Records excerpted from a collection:
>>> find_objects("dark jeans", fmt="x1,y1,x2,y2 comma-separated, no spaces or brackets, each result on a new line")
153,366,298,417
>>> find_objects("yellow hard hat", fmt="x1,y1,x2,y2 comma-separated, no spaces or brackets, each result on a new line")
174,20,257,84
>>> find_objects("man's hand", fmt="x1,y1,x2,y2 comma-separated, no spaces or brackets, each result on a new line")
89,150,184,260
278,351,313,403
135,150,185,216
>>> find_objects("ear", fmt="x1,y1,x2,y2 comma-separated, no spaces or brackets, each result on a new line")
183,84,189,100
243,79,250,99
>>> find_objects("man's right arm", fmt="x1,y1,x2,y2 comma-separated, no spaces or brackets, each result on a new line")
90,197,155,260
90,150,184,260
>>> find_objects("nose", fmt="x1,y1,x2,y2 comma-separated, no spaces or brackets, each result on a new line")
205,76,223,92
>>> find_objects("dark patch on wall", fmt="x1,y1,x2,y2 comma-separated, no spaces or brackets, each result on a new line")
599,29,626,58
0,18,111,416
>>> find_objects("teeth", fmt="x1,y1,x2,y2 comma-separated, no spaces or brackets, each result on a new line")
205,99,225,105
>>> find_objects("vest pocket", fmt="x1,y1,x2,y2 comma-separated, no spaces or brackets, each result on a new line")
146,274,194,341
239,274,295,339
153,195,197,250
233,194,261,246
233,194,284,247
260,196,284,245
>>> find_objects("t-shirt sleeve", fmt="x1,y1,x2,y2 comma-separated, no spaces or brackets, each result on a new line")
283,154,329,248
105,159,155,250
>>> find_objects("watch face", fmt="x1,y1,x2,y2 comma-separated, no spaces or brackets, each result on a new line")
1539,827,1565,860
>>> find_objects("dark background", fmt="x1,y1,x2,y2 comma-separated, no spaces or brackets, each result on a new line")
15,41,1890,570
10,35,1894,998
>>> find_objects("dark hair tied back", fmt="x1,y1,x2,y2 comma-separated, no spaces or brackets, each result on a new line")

- [Problem requirements] Quote all the records. Keep every word exact.

- [Your solution]
>>> find_objects("dark jeans", fmt="x1,y1,x2,y2 comma-separated, no spaces or brackets, each result on a new line")
153,366,298,417
>>> find_objects("yellow hard hat", fmt="x1,y1,x2,y2 comma-separated, no spaces or brackets, each result on a new line")
174,20,257,84
>>> find_objects("man's hand", fmt="x1,y1,x2,y2 comma-separated, no spaces or brackets, each result on a new line")
89,150,184,260
278,351,313,403
135,150,185,216
>>> find_objects("ear", fmt="x1,y1,x2,y2 comma-separated, no spaces or brackets, each result on a new line")
183,84,189,100
243,79,250,99
>>> find_objects("man's right arm", fmt="x1,y1,x2,y2 comma-separated, no spaces or brackets, each result on a new line")
90,197,155,260
90,150,184,260
>>> find_objects("nose", fmt="x1,y1,x2,y2 comma-separated, no spaces or brackets, each result on a new line")
205,76,223,92
>>> find_objects("dark patch on wall", fmt="x1,y1,x2,y2 comma-separated, no spaces or brackets, each result on a new line")
599,29,626,58
0,18,111,416
>>> find_objects("teeth", fmt="x1,y1,x2,y2 comma-separated, no spaces or brackets, each result on a new line")
205,99,225,105
>>> find_objects("vest pocket", fmt="x1,y1,x2,y2 comma-separated, no spaces or brackets, each result on a new line")
146,274,194,341
239,274,295,339
153,195,197,250
233,194,261,246
233,194,284,247
260,196,284,245
>>> find_objects("t-shirt sleeve", fmt="x1,y1,x2,y2 comma-separated, no spaces or brackets, each result on a new line")
283,154,329,248
105,159,155,250
>>> find_objects("watch face", fmt="x1,y1,x2,y2 comma-separated, no spaces or brackets, each result on a new line")
1539,827,1565,860
>>> find_objects("dark background", fmt="x1,y1,x2,y2 comma-separated, no spaces or brackets, each result on a new line")
15,41,1890,570
10,35,1894,998
>>> find_objects("dark hair tied back", fmt="x1,y1,x2,y2 comma-separated, no spaces or brackets, each result on a new line")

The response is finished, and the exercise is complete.